**LIST OF TASKS**
1 - In the Sun Life Financial update, about how many advisors are in the Hong Kong sales force after the acquisition?
2 - Put every line of the records below the Sun Life Financial update into a JSON list of strings, one string per line, skipping blank lines. Leave the pictures out of the answer.

**EXCERPT**
****

Corporate Developments

- Sun Life Financial closed the acquisition of CMG Asia and CommServe Financial on October 18, 2005. As a result of the transaction, Sun Life Financial Hong Kong is now among the top ten life insurance organizations in Hong Kong as measured by sales, with a proprietary sales force of approximately 1,700 advisors. The transaction is expected to be accretive to earnings and ROE in 2006.

- Consistent with its ongoing focus on building scale in core strategic markets and exiting those where it does not have a meaningful presence, Sun Life Financial sold its 31.72% interest in Cuprum, a Chilean pension manager.

- Sun Life Financial has been selected as one of Canada's Top 100 employers out of more than 7,500 employers who were invited to compete in the annual listing published by Maclean's magazine.

Sun Life Financial Canada (SLF Canada)

- Focused efforts on asset retention in Group Retirement Services continued to produce positive results as retained assets were $135 million for the quarter and $346 million year-to-date, a 65% increase over last year.

- Group Retirement Services continued to lead the Canadian market, with 48% of defined contribution pension sales for the first half of 2005.

- Group Benefits strengthened its mandate with Canada Post by securing the Life Benefits plan for its 64,000 members.

- Individual insurance sales in the third quarter were up 20% over the third quarter of 2004, reflecting productivity gains in the Clarica Sales Force and continued growth in the wholesale channel.

****

**RECORDS TO USE**
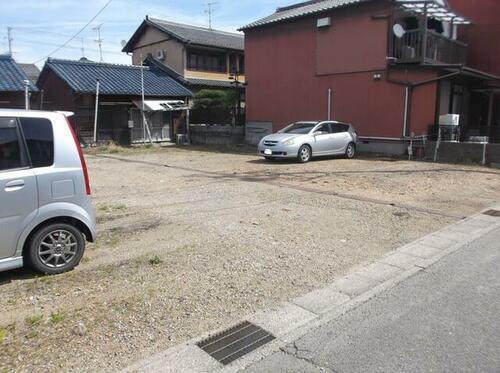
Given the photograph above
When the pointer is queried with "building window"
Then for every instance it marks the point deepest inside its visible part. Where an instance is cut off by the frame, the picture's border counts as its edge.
(242, 64)
(202, 61)
(233, 65)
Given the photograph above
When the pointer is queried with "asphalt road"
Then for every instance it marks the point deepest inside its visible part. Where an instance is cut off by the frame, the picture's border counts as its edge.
(444, 319)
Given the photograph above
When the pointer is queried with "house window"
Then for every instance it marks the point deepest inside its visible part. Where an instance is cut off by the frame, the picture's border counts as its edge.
(242, 63)
(233, 65)
(211, 62)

****

**ANSWERS TO EACH TASK**
1 - Approximately 1,700 advisors.

2 -
[
  "Given the photograph above",
  "When the pointer is queried with \"building window\"",
  "Then for every instance it marks the point deepest inside its visible part. Where an instance is cut off by the frame, the picture's border counts as its edge.",
  "(242, 64)",
  "(202, 61)",
  "(233, 65)",
  "Given the photograph above",
  "When the pointer is queried with \"asphalt road\"",
  "Then for every instance it marks the point deepest inside its visible part. Where an instance is cut off by the frame, the picture's border counts as its edge.",
  "(444, 319)",
  "Given the photograph above",
  "When the pointer is queried with \"house window\"",
  "Then for every instance it marks the point deepest inside its visible part. Where an instance is cut off by the frame, the picture's border counts as its edge.",
  "(242, 63)",
  "(233, 65)",
  "(211, 62)"
]